• [WORK INSTRUCTIONS]:
Make an exact copy of every entry.

• [DATA TO PROCESS]:
+++

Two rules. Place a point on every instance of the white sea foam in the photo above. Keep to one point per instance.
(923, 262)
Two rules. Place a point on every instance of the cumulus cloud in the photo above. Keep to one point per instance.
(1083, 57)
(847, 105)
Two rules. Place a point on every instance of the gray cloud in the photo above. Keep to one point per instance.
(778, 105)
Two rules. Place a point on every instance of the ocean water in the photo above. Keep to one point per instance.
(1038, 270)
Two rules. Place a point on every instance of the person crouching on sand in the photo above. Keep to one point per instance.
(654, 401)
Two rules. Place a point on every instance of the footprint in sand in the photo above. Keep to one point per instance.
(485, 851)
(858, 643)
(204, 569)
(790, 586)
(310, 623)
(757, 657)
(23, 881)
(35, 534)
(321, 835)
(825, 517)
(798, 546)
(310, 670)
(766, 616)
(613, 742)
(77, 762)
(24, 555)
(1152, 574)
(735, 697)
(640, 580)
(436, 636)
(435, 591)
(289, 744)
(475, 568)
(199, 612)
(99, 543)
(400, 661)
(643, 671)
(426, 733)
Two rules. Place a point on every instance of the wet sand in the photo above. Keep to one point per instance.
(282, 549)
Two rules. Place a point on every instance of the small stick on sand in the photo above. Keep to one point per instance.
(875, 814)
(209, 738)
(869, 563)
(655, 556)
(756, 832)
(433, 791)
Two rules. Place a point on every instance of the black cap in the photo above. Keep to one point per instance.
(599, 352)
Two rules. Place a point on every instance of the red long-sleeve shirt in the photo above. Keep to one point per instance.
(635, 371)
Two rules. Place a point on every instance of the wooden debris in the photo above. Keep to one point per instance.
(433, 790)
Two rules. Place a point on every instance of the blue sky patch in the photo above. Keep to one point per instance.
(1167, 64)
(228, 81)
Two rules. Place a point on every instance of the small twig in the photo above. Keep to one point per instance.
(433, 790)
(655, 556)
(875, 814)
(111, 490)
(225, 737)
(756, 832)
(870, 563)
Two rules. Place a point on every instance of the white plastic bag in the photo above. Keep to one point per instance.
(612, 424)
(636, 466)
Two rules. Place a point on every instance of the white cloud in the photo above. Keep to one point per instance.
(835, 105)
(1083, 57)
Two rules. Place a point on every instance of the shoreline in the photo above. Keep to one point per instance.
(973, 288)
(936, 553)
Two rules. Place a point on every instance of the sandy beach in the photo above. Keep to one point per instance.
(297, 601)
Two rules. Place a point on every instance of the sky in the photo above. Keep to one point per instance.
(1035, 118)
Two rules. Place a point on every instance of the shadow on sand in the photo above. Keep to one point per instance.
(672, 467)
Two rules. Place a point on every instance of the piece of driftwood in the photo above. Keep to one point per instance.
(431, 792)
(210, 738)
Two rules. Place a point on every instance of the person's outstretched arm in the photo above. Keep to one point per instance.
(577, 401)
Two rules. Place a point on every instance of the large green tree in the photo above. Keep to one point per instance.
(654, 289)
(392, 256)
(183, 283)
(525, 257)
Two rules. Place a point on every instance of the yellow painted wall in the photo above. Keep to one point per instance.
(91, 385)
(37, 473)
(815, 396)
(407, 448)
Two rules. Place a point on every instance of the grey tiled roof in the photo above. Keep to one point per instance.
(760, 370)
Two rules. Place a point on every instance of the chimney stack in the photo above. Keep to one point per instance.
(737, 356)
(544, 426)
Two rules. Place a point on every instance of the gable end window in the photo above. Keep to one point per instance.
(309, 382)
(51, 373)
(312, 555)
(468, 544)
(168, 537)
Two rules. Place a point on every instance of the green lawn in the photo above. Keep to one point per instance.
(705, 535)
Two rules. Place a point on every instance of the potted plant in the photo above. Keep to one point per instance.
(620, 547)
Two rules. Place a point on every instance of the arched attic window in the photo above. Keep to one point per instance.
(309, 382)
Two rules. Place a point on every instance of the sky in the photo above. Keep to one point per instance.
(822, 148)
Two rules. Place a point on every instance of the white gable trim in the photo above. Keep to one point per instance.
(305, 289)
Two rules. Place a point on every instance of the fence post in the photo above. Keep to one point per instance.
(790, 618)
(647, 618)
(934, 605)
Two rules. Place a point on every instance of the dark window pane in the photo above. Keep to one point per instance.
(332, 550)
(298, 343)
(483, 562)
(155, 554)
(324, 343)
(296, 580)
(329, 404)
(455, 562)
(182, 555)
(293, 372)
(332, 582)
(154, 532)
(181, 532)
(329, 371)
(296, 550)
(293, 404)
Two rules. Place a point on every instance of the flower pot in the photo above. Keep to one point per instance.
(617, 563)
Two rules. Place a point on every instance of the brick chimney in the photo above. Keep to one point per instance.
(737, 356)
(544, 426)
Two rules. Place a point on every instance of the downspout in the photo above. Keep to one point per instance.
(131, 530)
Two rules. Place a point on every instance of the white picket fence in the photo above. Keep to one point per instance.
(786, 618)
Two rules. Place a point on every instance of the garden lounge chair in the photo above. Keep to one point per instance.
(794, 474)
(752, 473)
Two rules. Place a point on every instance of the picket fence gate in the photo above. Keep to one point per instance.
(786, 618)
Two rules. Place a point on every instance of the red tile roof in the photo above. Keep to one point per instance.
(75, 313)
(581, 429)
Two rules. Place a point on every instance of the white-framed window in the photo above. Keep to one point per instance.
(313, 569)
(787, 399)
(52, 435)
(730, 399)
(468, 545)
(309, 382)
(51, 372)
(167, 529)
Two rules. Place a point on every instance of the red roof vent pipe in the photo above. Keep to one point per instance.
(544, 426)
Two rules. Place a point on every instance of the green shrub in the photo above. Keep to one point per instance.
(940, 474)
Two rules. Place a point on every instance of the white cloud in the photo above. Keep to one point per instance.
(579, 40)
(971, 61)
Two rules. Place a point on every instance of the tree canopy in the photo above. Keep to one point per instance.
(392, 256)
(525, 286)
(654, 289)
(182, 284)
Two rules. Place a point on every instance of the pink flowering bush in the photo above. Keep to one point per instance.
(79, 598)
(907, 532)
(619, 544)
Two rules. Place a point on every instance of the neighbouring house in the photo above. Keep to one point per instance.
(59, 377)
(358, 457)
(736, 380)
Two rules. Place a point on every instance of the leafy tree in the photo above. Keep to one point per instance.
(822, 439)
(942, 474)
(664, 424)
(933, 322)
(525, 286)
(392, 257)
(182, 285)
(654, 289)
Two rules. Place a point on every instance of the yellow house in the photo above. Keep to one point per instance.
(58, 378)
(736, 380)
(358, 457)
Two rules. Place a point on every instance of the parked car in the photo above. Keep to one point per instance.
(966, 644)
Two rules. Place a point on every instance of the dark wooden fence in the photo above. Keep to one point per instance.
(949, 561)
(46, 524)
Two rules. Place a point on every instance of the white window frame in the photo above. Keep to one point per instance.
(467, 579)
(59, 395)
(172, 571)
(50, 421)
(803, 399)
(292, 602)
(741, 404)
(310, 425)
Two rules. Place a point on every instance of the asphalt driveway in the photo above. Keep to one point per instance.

+++

• [EXERCISE SOLUTION]:
Two rules. Place a point on every instance of the white sea foam in the photo above. Keep to one point per instance.
(923, 262)
Two rules. Place a point on every instance of the cumulus cloud in the photo above. Keep to one point per instance.
(1083, 57)
(847, 105)
Two rules. Place a point on every instance of the gray cloud in the photo above. Keep to one point per instance.
(778, 105)
Two rules. Place a point on every instance of the ocean water in the photo above. Keep to one point per instance.
(1038, 270)
Two rules. Place a point on every instance of the person crouching on sand in the photo above. Keep to one point per instance.
(654, 401)
Two rules. Place a point on every instance of the footprint in sand in the photo above. Keep to one point per instance.
(485, 851)
(858, 643)
(204, 569)
(790, 586)
(310, 623)
(757, 657)
(23, 881)
(35, 534)
(321, 835)
(825, 517)
(798, 546)
(310, 670)
(766, 616)
(613, 742)
(77, 762)
(24, 555)
(1152, 574)
(735, 697)
(640, 580)
(436, 636)
(435, 591)
(289, 744)
(475, 568)
(199, 612)
(99, 543)
(400, 661)
(643, 671)
(426, 733)
Two rules. Place a point on every instance of the wet sand in the photo above. Keep to one point per instance.
(282, 549)
Two rules. Place a point on every instance of the small stick on sand in the photo above. Keep to one point per instance.
(875, 814)
(209, 738)
(869, 563)
(655, 556)
(756, 832)
(433, 791)
Two rules. Place a point on every instance of the black cap in the photo above. Keep to one point per instance.
(599, 352)
Two rules. Place a point on every instance of the red long-sleeve shirt in the photo above. Keep to one point per instance.
(635, 371)
Two rules. Place a point on every instance of the wooden debris in the photo above. Keep to one point per instance.
(433, 790)
Two rules. Place a point on every instance of the blue sky patch in the photo above. Keep to one point per instance.
(1167, 64)
(228, 81)
Two rules. Place a point on every instance of the small twig in the photo above. Keep to one point per instance.
(433, 790)
(655, 556)
(875, 814)
(111, 490)
(225, 737)
(756, 832)
(870, 563)
Two rules. Place a point on every instance of the white plastic bag in the photo above. Keep to one point per instance.
(612, 424)
(636, 466)
Two rules. Place a point on every instance of the white cloud in the photo above. Keep to one point per instance.
(835, 105)
(1083, 57)
Two rules. Place a point on every instance of the shoreline in the photo above. Keep to one point per instance.
(973, 288)
(936, 553)
Two rules. Place a point on every instance of the sandy beach in the photo above. Keep to one point per instance.
(297, 601)
Two rules. Place a point on every instance of the sky in the photo above. Keep to one point per instance.
(1035, 118)
Two rules. Place a point on every instance of the shadow on sand in the photo above. Keep to one point per instance.
(672, 467)
Two rules. Place a point on every instance of the piece of driftwood in the photo above. Keep to one point per instance.
(431, 792)
(210, 738)
Two rules. Place a point on every instance of the person's outstretched arm in the photo above. Keep to one point per instance.
(577, 401)
Two rules. Place a point on every instance of the large green tree in the photo above. Keep to one point per instance.
(654, 289)
(392, 256)
(183, 283)
(525, 257)
Two rules. Place a point on every instance of the yellow painted wall in the photo above. Keep to one point per instance.
(91, 385)
(37, 473)
(815, 396)
(407, 448)
Two rules. Place a point on every instance of the grey tiled roof in the photo above. Keep to one point per instance.
(760, 370)
Two rules. Place a point on every instance of the chimney stack in the photo above. Keep to one point per instance.
(737, 356)
(544, 426)
Two rules. Place a point on every instance of the gable end window in the photo above. Keep to one point per instance.
(309, 382)
(51, 373)
(312, 555)
(468, 544)
(168, 537)
Two rules. Place a point on every instance of the green lawn in the photo above. Keep to one point per instance.
(705, 535)
Two rules. Place a point on every instance of the potted plant in the photo above. Keep to one point per instance.
(620, 547)
Two rules. Place a point on every instance of the arched attic window in the photo above. Keep to one point per instance.
(309, 382)
Two rules. Place a point on every instance of the sky in the photo above. Keep to one point per instance.
(822, 148)
Two rules. Place a point on every instance of the white gable trim in the photo above. Keep to one point per instance.
(305, 289)
Two rules. Place a point on every instance of the fence post in the photo above. Keep to one point per instance.
(790, 618)
(647, 618)
(934, 605)
Two rules. Place a point on every instance of the dark window pane in the photo above. Keep to one point per instance.
(332, 550)
(298, 343)
(483, 562)
(155, 554)
(324, 343)
(296, 580)
(329, 404)
(455, 562)
(182, 555)
(293, 372)
(332, 582)
(154, 532)
(181, 532)
(329, 371)
(296, 550)
(293, 404)
Two rules. Place a point on every instance of the flower pot in the photo above. Keep to one point per instance.
(617, 563)
Two rules. Place a point on every instance of the brick chimney in the photo above. Keep to one point per instance.
(737, 356)
(544, 426)
Two rules. Place a point on every instance of the downspout in the photo above. Keep to one point per instance.
(131, 530)
Two rules. Place a point on every instance of the white picket fence in the photo above. Keep to one point per instance.
(786, 618)
Two rules. Place a point on every instance of the garden lounge chair in the photo above. Keep to one point per instance.
(794, 474)
(752, 473)
Two rules. Place a point on every instance of the picket fence gate in the photo above. Keep to one point per instance.
(786, 618)
Two rules. Place a point on every instance of the red tile roof in the photo above. Keep to one point per instance.
(75, 313)
(581, 429)
Two rules. Place a point on every instance of the white-framed window in the photo above. Keep to one point per instance.
(313, 569)
(787, 399)
(52, 435)
(730, 399)
(468, 545)
(309, 382)
(51, 372)
(167, 529)
Two rules. Place a point on every instance of the red roof vent pipe in the photo above. Keep to one point per instance.
(544, 426)
Two rules. Place a point on every instance of the green shrub in the photo above. Keep to one point per instance.
(940, 474)
Two rules. Place a point on every instance of the white cloud in the photo above. Keep to one point per instance.
(579, 40)
(971, 61)
Two rules. Place a point on every instance of the tree canopy in the photo above. Keep to one point per instance.
(392, 256)
(525, 286)
(654, 289)
(182, 284)
Two rules. Place a point on every instance of the pink flowering bush in the photo above. Keep to one point per instance.
(79, 598)
(907, 532)
(619, 544)
Two rules. Place a point on every instance of the neighbouring house in the photo above. Keep to one point per instance.
(59, 377)
(358, 457)
(736, 380)
Two rules. Place a point on every instance of the leafy tree in the photo above. Keep to one point per instance.
(822, 439)
(942, 474)
(664, 424)
(933, 322)
(525, 286)
(392, 257)
(182, 285)
(654, 289)
Two rules. Place a point on every instance of the yellow house in the photo above. Keep to one point per instance.
(58, 378)
(736, 380)
(358, 457)
Two rules. Place a point on every instance of the parked car in the photo above. Keep to one point per instance.
(966, 644)
Two rules. Place a point on every instance of the dark wooden fence in the photo above. Keep to one point per instance.
(949, 561)
(46, 524)
Two rules. Place a point on every instance of the white window frame in the photo above. Keep to one point per instance.
(467, 579)
(59, 395)
(172, 571)
(50, 421)
(803, 399)
(292, 602)
(741, 404)
(310, 425)
Two rules. Place a point on every instance of the asphalt driveway in the photo above. Keep to one point per instance.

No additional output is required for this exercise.